Reading passage ▸
Check 1: The Gremlin client and the Azure Cosmos DB are in the same region. This is to eliminate any possibility of network delays interfering with the query latency. In my experience, with everything else unchanged, the best performance can be achieved by placing the Gremlin client in an Azure VM that’s located in the same data center as the Azure Cosmos DB instance itself.
Check 2: It is recommended to create a small pool of Websocket connections and use them to make requests (note that different gremlin clients may implement connection pool differently). Cosmos DB Gremlin server talks over WebSocket which has a set -up cost due to authentication and other protocol-related handshakes. You don’t want to create a new WebSocket connection every time pay the set-up cost for each query.

Provided data ▸

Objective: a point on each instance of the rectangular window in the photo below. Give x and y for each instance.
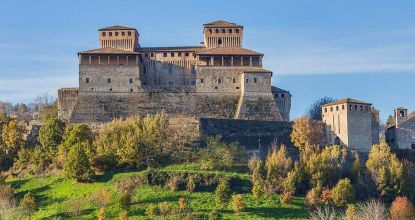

Set exercise 1 ▸ Write out part of the Cosmos DB performance checks, beginning at the words "Check 1: The" and stopping after "DB instance itself.".
Set exercise 2 ▸ State whether each statement agrees with the Cosmos DB performance checks, answering yes or no and quoting the deciding words: (a) the best performance comes from placing the Gremlin client in an Azure VM in the same data center as the Cosmos DB instance; (b) all Gremlin clients implement connection pools in the same way; (c) a new WebSocket connection should be opened for each query.
Set exercise 3 ▸ Carry the Cosmos DB performance checks forward from their final sentence.
The material has no connection to the Cosmos DB performance checks.

Answer 1 ▸
Check 1: The Gremlin client and the Azure Cosmos DB are in the same region. This is to eliminate any possibility of network delays interfering with the query latency. In my experience, with everything else unchanged, the best performance can be achieved by placing the Gremlin client in an Azure VM that’s located in the same data center as the Azure Cosmos DB instance itself.

Answer 2 ▸
(a) Yes: "the best performance can be achieved by placing the Gremlin client in an Azure VM that’s located in the same data center as the Azure Cosmos DB instance itself"
(b) No: "different gremlin clients may implement connection pool differently"
(c) No: "You don’t want to create a new WebSocket connection every time"

Answer 3 ▸
Check 3: Please run the same query multiple times and check if all of them show high latency, as opposed to something like the 95th percentile latency being high. The first instance of a query may be slow due to the setup cost discussed above. The 95th latency may be high due to load variability in the Gremlin server. Rewriting the queries won’t help in this situation. A quick experiment that I highly recommend is to check for the “average latency of accessing a vertex by its id (g.V().has(‘id’, ‘idValue’).has(‘pk’, ‘pkValue’))”. Given Cosmos DB SLA, this number should be below 10 ms. If the number is higher, that means that the client set up is not quite right.
Check 4: Please understand how an unlimited collection (aka partitioned collection) influences Gremlin queries. The key aspect to remember is to provide partition keys in Gremlin queries while accessing a vertex/edge, whenever possible. Otherwise, a query may need to access multiple partitions, and thereby impacting performance. Cosmos DB execution profile (see Figure 4) can tell you, if a gremlin operator indeed visited multiple partitions.
Case 1: Apply filters early and aggressively
Given the graph in Figure 6, let’s say the goal is to find out “all the Engineers who are two-hop away from V1 in the reporting chain”.
Corresponding Gremlin query: g.V().has(‘id’, ‘V1’).out().out().has(‘label’, ‘Engineer’)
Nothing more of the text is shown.